Dataset excerpts START

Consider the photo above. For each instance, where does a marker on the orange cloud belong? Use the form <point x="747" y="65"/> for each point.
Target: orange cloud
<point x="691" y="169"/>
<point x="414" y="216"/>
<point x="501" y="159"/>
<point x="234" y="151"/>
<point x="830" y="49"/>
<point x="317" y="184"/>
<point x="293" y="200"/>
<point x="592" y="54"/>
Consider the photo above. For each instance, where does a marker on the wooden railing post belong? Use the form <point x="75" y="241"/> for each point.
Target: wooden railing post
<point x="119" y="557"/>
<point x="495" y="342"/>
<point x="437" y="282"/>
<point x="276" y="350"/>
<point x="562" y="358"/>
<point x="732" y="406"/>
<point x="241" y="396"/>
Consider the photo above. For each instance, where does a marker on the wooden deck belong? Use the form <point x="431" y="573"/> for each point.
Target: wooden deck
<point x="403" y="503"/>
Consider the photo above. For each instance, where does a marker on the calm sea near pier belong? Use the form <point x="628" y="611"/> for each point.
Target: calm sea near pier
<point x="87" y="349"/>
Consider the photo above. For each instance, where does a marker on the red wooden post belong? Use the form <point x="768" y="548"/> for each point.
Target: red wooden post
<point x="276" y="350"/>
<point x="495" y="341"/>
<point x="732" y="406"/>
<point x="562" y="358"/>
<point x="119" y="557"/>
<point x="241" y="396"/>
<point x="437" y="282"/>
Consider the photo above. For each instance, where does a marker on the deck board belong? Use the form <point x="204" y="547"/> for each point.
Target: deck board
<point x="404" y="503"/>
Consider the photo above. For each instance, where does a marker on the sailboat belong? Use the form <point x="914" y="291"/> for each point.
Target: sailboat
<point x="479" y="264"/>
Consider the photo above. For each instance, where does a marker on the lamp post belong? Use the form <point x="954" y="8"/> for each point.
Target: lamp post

Dataset excerpts END

Work to be completed
Would you please copy all lines in the data that contain the word "lamp"?

Written solution
Consider the photo above. For each instance, where does a marker on the lamp post belong? Use the form <point x="954" y="8"/> for each point.
Target: lamp post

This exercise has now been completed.